▸ **SELECTED PASSAGE**
Once again it’s been a bad few days for the UK’s banking industry. The sector’s already battered reputation has received another good mauling over the on-going LIBOR scandal and the resignation of HSBC’s chief compliance officer, David Bagley, following publication of a damning report alleging the bank may have inadvertently allowed the laundering of Mexican drug money.
I doubt I am alone in being deeply disillusioned at the levels of mismanagement that these events suggest at some of our largest and best known financial institutions – and all this at a time when we need our financial services industry to be performing at the top of its game if we are to dig ourselves out of our current the economic hole.
As I start to speculate about what’s gone wrong with the way these institutions are managed, my mind turns to well rehearsed arguments such as; inadequate regulation, a distorted approach to risk management and broken performance management systems driving profit at the cost of ethics. Whilst these factors no doubt all have their part to play in the continuing malaise, a distillation of evidence leads me to one simple conclusion; there is something profoundly broken about the way in which leaders and managers of these institutions solve problems and make decisions – in short, there is something wrong with the way in which they think.
It seems that well intentioned individuals are increasingly influenced, albeit unconsciously, by distorted models of what is normal and acceptable behaviour when making choices, that the pressure to take decisions quickly is impairing our ability to balance risks and benefits and perhaps the complexity of today’s financial products and the processes designed to support them has relegated effective, rigorous problem solving into the ‘too hard’ box with the consequence of some very, very costly mistakes.
Of course these recent examples even when added to the seemingly endless string of similar ‘bad management’ stories we have heard recently don’t prove that poor quality of thinking is endemic across the entire financial services industry, but what they do perhaps show is that poor thinking can break a career, as in the case of Messrs. Bob Diamond and David Bagley or perhaps even an entire organisation as is the case with Lehman Brothers in 2008.
We might expect that the ability to think clearly and effectively is the essential component of leadership and management. After all, how did these good people secure their elevated positions without the ability to appraise complex situations, solve problems, make decisions and manage risks and opportunities? The evidence to support this view, however, is not encouraging. A recent study conducted by One Poll for the management consulting firm Kepner-Tregoe, gathered opinions from 502 UK-based senior managers and concluded that an over-reliance on the individual and a lack of involvement of those with relevant expertise and experience might partly account for this questionable performance when it comes to effective issue resolution.
Almost half (48%) of the executives surveyed, thought that critical decisions in their organisations were being made by individuals rather than by a leadership team. Half (50%) went on to say they believed ineffective problem solving was due to senior leaders failing to draw on internal experience or relying on decisions made by colleagues without experience. Alarmingly one in six (17%) described the approach of their organisation to problem solving as merely trial and error.
The idea that there is value in a more participative approach to problem solving and decision making is of course nothing new, but why should it emerge as the central theme in this recent survey?
Perhaps as the need for speed becomes ever more prevalent, the pressure on leaders to respond to issues with fast, intuitive, individual responses has never been greater. As the quantity and criticality of the problems solved and decisions taken by individuals alone increases, the inadequacy of this approach becomes exposed.

▸ **OBJECTIVES**
• a. From the piece on UK banking, quote the passage that begins at the words "We might expect" and stops after "effective issue resolution.".
• b. For each statement below, say yes or no on whether the piece on UK banking agrees with it, and quote the words from the piece that settle it.
(i) The study done for Kepner-Tregoe gathered opinions from 502 senior managers based in the UK.
(ii) More than half of the executives surveyed thought that critical decisions in their organizations were being made by individuals rather than by a leadership team.
(iii) One in six of those surveyed described their organization's approach to problem solving as merely trial and error.

▸ **PROVIDED DATA**

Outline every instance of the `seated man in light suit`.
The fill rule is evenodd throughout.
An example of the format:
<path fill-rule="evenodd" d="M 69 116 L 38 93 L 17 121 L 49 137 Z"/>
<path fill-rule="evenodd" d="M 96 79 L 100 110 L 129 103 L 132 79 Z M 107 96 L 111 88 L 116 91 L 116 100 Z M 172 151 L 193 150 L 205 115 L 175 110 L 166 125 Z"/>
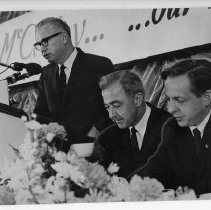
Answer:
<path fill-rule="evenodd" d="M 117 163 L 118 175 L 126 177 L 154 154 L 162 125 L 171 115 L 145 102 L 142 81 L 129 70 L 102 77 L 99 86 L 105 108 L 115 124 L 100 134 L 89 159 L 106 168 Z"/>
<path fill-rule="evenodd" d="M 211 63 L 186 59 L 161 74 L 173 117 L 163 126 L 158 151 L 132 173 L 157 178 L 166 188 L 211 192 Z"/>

▸ **ANSWERS FOR THE EXERCISE**
• a.
We might expect that the ability to think clearly and effectively is the essential component of leadership and management. After all, how did these good people secure their elevated positions without the ability to appraise complex situations, solve problems, make decisions and manage risks and opportunities? The evidence to support this view, however, is not encouraging. A recent study conducted by One Poll for the management consulting firm Kepner-Tregoe, gathered opinions from 502 UK-based senior managers and concluded that an over-reliance on the individual and a lack of involvement of those with relevant expertise and experience might partly account for this questionable performance when it comes to effective issue resolution.

• b.
(i) Yes: "gathered opinions from 502 UK-based senior managers"
(ii) No: "Almost half (48%) of the executives surveyed, thought that critical decisions in their organisations were being made by individuals rather than by a leadership team."
(iii) Yes: "Alarmingly one in six (17%) described the approach of their organisation to problem solving as merely trial and error."